### What needs to be done
With "lagoon" as the search word, show every line of the material that has it.

### Exercise material
*** Begin section ***

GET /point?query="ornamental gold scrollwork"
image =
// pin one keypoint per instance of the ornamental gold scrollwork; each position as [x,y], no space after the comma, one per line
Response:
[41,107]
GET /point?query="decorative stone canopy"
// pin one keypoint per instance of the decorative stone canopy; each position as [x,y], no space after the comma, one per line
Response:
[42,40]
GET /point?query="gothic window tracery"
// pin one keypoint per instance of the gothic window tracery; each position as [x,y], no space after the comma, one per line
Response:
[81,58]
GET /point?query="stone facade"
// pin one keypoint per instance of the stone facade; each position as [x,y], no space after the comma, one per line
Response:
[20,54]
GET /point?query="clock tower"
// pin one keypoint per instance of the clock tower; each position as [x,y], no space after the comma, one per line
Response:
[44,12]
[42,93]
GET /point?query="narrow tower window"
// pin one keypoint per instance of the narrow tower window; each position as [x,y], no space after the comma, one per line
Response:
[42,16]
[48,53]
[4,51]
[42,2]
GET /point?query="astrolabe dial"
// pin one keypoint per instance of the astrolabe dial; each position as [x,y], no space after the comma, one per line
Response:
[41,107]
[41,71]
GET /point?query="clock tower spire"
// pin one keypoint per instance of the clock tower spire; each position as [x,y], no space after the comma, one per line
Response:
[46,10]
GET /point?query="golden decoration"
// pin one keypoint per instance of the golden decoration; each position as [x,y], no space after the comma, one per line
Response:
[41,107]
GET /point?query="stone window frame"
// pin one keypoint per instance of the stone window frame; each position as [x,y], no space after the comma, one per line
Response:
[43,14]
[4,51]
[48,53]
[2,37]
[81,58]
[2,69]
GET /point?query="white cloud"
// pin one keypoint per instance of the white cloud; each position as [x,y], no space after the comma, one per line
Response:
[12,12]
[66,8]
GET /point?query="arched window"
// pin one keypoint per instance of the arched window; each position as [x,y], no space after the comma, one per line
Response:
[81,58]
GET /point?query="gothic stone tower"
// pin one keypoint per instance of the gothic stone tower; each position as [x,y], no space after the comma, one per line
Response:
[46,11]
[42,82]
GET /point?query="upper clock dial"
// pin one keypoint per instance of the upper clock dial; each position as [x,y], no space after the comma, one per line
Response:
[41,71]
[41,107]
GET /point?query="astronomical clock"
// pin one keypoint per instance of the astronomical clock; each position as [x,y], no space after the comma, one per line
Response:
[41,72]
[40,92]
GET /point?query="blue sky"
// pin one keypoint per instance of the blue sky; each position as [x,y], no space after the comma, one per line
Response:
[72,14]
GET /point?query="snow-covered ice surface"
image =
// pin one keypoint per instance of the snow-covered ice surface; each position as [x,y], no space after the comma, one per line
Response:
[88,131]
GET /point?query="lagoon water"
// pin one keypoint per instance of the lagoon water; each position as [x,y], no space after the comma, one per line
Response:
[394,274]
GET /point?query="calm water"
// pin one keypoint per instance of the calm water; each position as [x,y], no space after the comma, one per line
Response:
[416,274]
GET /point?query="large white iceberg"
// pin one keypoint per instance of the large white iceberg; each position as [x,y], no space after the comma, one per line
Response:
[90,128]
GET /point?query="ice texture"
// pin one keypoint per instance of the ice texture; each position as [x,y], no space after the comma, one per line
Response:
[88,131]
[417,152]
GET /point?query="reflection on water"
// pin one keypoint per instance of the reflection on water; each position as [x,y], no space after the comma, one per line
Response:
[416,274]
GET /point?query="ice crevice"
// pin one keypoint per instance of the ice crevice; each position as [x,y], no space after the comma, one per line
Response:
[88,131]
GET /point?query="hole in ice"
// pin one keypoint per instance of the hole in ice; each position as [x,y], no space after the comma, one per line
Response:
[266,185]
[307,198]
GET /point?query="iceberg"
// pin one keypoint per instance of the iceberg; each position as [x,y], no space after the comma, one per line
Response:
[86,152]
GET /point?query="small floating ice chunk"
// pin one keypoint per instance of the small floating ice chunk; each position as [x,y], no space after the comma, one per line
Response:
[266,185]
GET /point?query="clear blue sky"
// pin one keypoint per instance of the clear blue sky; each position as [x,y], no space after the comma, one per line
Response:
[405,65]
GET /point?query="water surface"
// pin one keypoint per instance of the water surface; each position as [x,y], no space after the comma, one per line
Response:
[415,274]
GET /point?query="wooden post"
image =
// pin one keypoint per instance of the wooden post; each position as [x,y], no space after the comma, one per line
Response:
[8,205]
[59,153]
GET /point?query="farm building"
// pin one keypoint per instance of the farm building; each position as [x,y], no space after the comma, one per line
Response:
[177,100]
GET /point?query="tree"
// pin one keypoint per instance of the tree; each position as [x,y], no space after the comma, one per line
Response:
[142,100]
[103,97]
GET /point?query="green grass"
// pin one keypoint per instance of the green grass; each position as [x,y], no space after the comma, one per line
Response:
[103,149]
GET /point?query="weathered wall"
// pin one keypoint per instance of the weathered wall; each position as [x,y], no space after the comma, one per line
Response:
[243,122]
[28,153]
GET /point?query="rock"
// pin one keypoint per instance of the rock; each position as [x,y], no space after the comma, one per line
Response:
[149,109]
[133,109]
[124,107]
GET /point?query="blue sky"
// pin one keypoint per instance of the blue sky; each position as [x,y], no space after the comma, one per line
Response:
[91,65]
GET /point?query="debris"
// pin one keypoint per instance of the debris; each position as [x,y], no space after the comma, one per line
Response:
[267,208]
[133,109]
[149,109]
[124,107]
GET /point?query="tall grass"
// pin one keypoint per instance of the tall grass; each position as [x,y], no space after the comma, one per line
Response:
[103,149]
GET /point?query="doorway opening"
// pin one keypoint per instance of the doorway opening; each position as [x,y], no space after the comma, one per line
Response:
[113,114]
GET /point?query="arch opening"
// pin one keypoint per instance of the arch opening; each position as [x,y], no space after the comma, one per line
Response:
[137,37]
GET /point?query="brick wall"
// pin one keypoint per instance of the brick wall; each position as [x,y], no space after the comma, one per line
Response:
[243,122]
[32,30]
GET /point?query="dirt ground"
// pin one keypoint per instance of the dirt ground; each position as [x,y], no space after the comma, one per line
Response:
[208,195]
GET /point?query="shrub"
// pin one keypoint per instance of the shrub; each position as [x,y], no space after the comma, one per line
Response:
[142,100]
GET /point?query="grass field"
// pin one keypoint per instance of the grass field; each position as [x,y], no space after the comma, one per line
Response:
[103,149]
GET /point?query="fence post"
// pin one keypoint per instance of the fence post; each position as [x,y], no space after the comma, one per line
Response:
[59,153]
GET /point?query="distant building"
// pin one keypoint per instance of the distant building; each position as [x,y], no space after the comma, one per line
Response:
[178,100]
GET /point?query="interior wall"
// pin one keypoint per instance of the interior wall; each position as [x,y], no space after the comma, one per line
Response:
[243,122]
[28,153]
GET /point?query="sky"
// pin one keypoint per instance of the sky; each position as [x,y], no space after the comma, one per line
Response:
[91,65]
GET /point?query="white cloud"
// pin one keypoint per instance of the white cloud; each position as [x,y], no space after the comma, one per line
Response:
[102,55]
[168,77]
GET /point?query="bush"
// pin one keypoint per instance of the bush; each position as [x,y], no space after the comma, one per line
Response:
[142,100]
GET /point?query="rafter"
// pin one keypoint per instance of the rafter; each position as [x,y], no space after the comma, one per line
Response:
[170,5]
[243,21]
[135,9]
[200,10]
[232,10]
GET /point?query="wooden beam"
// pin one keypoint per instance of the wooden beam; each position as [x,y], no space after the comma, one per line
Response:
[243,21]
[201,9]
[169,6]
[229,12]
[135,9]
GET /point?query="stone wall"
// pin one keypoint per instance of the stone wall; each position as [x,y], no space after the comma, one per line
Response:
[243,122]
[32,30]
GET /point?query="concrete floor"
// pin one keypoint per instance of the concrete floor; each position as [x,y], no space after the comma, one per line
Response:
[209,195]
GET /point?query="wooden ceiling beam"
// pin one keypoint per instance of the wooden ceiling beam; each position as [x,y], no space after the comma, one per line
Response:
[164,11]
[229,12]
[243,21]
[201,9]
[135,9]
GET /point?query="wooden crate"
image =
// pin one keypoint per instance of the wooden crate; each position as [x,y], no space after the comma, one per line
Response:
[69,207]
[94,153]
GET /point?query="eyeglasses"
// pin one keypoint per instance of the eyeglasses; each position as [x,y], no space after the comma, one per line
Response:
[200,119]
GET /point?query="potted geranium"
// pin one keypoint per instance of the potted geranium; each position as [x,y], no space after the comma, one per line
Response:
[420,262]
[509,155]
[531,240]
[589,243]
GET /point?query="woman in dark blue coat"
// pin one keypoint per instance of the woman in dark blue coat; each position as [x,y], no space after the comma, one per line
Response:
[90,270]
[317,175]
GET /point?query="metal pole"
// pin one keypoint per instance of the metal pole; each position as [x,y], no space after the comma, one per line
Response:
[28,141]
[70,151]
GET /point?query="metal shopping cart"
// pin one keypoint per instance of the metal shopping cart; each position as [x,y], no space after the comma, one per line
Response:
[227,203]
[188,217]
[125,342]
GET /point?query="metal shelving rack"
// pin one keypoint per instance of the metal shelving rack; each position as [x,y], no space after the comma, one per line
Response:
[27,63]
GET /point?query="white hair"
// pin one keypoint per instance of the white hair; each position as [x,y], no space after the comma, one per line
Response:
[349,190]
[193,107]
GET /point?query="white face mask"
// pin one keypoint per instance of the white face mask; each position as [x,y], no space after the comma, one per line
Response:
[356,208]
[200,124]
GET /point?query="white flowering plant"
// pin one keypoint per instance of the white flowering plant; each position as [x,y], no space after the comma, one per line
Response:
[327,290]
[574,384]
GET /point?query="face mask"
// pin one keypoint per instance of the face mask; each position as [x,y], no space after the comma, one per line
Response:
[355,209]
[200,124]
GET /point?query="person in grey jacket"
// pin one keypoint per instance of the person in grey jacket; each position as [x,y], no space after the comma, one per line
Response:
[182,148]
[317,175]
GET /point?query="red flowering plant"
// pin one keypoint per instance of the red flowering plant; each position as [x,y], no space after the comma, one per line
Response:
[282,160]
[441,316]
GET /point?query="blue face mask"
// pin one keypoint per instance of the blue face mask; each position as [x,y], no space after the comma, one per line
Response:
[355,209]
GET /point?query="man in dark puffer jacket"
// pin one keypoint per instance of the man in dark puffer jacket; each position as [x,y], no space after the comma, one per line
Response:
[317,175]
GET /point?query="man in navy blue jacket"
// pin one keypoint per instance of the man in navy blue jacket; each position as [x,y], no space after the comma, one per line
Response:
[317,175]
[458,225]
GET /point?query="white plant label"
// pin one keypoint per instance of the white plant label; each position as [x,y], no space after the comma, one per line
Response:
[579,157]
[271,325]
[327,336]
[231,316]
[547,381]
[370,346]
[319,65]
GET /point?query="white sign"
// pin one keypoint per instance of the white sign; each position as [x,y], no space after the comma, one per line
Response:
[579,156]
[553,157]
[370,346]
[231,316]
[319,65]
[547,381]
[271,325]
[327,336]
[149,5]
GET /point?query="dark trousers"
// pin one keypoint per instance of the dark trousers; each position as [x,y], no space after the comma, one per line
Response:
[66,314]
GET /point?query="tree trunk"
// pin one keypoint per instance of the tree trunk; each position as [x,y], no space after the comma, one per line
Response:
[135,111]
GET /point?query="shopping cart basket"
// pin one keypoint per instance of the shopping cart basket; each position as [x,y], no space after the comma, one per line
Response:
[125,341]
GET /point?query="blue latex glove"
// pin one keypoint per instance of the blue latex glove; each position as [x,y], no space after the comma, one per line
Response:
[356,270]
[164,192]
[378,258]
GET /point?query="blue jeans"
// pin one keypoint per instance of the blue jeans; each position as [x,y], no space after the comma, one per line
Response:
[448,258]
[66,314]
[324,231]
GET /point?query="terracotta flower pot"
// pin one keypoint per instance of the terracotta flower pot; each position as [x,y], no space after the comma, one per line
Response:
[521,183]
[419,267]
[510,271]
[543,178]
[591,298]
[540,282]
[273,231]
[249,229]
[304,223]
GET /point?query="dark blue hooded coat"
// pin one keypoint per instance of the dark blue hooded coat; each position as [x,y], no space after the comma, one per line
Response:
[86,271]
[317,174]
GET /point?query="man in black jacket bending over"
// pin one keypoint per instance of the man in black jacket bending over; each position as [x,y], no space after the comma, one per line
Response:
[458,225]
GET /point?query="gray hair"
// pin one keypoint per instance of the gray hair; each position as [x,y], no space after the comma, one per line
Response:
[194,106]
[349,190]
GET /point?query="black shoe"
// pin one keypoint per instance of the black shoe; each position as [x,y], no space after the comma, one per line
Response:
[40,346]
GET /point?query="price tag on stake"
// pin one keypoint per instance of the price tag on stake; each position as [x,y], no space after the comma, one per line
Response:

*** End section ***

### Result of this exercise
GET /point?query="lagoon water"
// pin one keypoint per instance of the lagoon water; each position as [x,y], no space after the comma, one per line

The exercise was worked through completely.